---------- Data provided

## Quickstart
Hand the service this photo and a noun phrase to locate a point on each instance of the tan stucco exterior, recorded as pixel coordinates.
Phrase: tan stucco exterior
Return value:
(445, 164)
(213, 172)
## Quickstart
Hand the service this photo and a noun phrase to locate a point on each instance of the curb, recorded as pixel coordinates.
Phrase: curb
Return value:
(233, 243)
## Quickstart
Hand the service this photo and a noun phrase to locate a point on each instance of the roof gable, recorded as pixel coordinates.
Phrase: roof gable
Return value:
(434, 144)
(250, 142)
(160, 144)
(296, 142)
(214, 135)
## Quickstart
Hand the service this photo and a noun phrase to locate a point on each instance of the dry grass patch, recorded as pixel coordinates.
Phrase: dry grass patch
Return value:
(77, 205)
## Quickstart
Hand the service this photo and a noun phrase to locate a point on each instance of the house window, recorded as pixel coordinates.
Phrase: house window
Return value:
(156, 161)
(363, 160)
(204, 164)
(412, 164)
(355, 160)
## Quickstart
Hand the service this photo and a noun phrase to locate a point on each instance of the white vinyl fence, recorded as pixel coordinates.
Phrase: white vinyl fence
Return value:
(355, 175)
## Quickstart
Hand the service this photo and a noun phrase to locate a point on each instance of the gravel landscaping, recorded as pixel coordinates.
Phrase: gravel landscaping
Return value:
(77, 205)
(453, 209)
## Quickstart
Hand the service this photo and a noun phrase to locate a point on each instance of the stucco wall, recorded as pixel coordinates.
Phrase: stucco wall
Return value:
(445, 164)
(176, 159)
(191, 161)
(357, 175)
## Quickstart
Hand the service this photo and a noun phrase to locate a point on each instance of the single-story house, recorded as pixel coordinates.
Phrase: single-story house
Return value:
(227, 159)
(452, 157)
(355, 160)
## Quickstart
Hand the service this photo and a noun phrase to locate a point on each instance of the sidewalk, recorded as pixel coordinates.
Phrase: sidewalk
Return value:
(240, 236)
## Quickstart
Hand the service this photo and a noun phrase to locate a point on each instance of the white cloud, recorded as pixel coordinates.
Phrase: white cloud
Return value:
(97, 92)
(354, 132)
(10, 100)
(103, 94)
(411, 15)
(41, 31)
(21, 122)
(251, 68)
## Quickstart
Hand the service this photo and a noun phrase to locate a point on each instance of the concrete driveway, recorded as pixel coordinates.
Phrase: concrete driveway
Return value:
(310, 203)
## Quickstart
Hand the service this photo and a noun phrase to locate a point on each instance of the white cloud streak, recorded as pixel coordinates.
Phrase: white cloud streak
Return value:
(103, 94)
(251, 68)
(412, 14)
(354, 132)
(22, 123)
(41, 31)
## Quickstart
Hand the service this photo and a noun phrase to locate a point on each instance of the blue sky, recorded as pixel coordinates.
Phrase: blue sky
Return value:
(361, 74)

--------------------

* **Work required**
Retype the entries exactly, please. Leave no line out.

* **Problem solution**
## Quickstart
Hand the service this photo and a noun phrase to locate a point on each instance of the tan stucco exterior, recorded as pixel coordinates.
Phrase: tan stucco exterior
Return value:
(445, 164)
(213, 172)
## Quickstart
Hand the service this photo and a noun phrase to locate a point on each instance of the curb, recorded as pixel coordinates.
Phrase: curb
Return value:
(233, 243)
## Quickstart
Hand the service this photo and a noun phrase to locate a point on each instance of the roof gable, recorded as pixel coordinates.
Phrase: roof gable
Return value:
(434, 144)
(250, 142)
(160, 144)
(296, 142)
(214, 135)
## Quickstart
Hand the service this photo and a noun phrase to locate a point on each instance of the dry grass patch, recorded as pixel coordinates.
Phrase: dry grass patch
Return value:
(77, 205)
## Quickstart
Hand the service this photo and a noun phrase to locate a point on each instance of the house window, recorded as pixel coordinates.
Phrase: house window
Return value:
(156, 161)
(363, 160)
(204, 164)
(412, 164)
(355, 160)
## Quickstart
Hand the service this photo and a noun phrase to locate a point on each instance of the white vinyl fence, recorded as pixel coordinates.
Phrase: white vinyl fence
Return value:
(355, 175)
## Quickstart
Hand the service this photo and a noun phrase to locate a point on each instance of the gravel landscaping, recorded as pixel coordinates.
Phrase: gravel landscaping
Return value:
(77, 205)
(453, 209)
## Quickstart
Hand the service this photo and a noun phrase to locate a point on each instance of the stucco wall, recorded as pixel coordinates.
Phrase: stucco wall
Return value:
(445, 164)
(176, 159)
(191, 161)
(357, 175)
## Quickstart
Hand the service this photo and a noun phrase to locate a point on each instance of the single-story house, recorded as pixel coordinates.
Phrase: single-story house
Return value:
(227, 159)
(452, 157)
(355, 160)
## Quickstart
Hand the service this photo and a noun phrase to locate a point on each instance of the sidewalk, recorded as pixel coordinates.
Phrase: sidewalk
Return value:
(240, 236)
## Quickstart
Hand the service this photo and a noun phrase to locate a point on each instance of the white cloud, recorded as pixel coordinates.
Phrase: white cloud
Return value:
(97, 92)
(354, 132)
(10, 100)
(103, 94)
(411, 15)
(41, 31)
(21, 122)
(251, 68)
## Quickstart
Hand the service this photo and a noun phrase to locate a point on each instance of the concrete driveway, recorded as pixel coordinates.
Phrase: concrete driveway
Return value:
(310, 203)
## Quickstart
Hand the service this photo and a noun phrase to locate a point on each instance of the white cloud streak, recorded as pixel coordinates.
Phrase: white cloud streak
Return value:
(103, 94)
(251, 68)
(412, 14)
(354, 132)
(22, 123)
(41, 31)
## Quickstart
Hand the service this photo and a noun phrase to locate a point on each instance of the blue sky, recorded as pixel coordinates.
Phrase: blue sky
Return value:
(361, 74)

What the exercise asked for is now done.